Extracted records:
___

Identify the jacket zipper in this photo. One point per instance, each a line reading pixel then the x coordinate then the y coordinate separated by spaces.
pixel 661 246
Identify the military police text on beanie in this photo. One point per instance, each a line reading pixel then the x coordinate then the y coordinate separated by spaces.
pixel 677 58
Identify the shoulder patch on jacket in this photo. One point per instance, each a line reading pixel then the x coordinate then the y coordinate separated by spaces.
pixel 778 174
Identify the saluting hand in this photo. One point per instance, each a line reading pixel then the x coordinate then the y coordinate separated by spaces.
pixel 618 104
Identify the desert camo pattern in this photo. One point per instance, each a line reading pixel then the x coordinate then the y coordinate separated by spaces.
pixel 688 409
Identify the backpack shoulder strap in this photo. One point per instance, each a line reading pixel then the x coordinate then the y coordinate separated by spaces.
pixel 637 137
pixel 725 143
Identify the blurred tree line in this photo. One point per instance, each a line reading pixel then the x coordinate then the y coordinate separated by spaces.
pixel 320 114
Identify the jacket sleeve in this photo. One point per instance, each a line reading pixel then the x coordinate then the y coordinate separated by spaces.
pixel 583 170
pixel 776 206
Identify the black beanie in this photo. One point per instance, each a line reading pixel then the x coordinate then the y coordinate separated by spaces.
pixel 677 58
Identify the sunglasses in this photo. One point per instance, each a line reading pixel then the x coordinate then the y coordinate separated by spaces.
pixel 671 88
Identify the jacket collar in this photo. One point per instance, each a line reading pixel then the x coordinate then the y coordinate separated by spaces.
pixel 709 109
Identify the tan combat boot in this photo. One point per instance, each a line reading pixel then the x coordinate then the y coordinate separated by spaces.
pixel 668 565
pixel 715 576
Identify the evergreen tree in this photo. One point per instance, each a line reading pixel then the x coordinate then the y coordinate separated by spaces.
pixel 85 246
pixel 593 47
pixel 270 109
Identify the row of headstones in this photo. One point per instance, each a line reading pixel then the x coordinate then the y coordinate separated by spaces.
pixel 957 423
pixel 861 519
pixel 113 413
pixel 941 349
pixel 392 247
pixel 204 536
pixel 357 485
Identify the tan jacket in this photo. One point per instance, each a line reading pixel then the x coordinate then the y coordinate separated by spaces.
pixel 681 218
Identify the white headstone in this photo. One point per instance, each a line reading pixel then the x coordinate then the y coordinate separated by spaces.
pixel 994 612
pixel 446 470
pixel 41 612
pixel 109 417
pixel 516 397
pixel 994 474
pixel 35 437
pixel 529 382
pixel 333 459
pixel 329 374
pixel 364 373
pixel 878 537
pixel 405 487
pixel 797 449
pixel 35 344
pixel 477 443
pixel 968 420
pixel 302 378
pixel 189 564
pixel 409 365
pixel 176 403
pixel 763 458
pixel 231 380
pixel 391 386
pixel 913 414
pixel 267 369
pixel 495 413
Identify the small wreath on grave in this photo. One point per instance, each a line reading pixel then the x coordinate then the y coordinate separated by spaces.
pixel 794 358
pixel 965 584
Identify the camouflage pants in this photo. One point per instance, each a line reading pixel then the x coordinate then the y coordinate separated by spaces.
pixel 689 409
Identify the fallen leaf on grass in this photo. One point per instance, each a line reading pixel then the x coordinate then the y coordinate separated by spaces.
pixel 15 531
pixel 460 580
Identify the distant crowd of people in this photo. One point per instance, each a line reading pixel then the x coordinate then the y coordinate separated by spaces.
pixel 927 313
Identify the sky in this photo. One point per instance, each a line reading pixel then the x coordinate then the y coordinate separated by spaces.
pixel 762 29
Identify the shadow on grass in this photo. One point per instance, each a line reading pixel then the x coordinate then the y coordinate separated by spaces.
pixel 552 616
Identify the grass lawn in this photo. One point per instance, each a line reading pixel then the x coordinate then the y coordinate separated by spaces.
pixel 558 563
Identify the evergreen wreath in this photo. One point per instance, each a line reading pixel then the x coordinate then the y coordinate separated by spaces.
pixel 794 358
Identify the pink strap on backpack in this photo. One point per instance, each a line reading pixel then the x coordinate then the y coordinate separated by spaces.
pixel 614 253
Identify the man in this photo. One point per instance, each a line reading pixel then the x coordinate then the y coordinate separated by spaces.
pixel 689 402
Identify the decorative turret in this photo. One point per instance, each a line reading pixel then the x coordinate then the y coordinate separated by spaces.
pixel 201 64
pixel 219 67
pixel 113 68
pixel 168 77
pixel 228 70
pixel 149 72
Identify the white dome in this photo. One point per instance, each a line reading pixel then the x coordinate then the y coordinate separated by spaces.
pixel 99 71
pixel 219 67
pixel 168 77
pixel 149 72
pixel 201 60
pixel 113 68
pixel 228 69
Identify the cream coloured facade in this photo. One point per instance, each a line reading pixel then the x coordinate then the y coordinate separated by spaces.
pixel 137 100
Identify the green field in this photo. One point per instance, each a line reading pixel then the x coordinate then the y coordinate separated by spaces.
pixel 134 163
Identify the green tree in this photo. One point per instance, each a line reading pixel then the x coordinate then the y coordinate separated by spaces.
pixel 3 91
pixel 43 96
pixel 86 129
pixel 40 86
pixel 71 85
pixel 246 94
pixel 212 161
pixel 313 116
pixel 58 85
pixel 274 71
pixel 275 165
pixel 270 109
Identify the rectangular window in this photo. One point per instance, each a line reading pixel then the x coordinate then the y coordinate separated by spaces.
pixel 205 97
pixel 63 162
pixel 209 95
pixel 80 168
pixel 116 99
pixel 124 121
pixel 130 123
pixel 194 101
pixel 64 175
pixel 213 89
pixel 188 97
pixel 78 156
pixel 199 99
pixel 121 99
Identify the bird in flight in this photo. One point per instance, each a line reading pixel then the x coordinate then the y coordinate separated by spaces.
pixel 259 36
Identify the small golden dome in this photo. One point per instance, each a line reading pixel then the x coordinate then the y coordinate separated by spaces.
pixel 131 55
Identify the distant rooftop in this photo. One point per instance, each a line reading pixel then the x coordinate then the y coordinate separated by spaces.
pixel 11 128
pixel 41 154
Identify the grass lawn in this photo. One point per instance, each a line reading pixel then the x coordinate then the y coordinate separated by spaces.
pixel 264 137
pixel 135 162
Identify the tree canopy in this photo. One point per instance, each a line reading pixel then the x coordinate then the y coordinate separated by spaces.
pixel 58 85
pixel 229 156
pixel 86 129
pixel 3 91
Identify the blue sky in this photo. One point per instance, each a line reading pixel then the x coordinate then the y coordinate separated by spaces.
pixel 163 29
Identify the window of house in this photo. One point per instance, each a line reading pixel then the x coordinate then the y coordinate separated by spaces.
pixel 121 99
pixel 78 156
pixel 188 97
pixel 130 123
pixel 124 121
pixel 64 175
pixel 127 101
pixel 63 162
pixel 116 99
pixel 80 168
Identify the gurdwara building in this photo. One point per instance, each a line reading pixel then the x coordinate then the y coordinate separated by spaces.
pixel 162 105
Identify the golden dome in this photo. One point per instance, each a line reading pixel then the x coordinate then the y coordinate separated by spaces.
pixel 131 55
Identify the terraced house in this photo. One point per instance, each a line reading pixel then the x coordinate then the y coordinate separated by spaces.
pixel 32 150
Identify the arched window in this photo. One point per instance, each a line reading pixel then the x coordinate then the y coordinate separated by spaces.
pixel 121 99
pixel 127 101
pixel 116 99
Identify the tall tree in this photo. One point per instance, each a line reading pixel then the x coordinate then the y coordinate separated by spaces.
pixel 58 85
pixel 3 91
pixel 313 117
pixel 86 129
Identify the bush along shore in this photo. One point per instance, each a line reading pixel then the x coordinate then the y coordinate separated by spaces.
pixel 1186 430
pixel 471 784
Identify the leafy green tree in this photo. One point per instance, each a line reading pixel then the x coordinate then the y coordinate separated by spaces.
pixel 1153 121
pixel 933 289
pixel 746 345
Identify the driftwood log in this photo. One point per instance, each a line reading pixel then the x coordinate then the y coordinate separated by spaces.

___

## What to do
An exact restatement of the lines from the one with "Identify the terraced" through the last line of the data is the only acceptable answer.

## Your solution
Identify the terraced house in this photo. One point per instance, each a line reading pixel then the x coordinate then the y coordinate separated by spaces.
pixel 32 150
Identify the arched window in this photo. One point per instance, each a line reading pixel then the x coordinate then the y coordinate separated by spaces.
pixel 121 99
pixel 127 101
pixel 116 99
Identify the tall tree in this photo. One point per instance, each a line reading pixel then the x coordinate then the y coordinate separated by spaces.
pixel 58 85
pixel 3 91
pixel 313 117
pixel 86 129
Identify the bush along shore in this photo. One point per instance, each a line reading pixel then the x coordinate then the y coordinate separated by spaces.
pixel 1186 430
pixel 471 784
Identify the leafy green tree in this photo. One point per instance, each a line reading pixel then the x coordinate then the y coordinate separated by spaces.
pixel 1153 121
pixel 933 289
pixel 746 345
Identify the driftwood log in this photo. One point per instance, each a line reading pixel then the x coordinate then the y coordinate separated by spaces.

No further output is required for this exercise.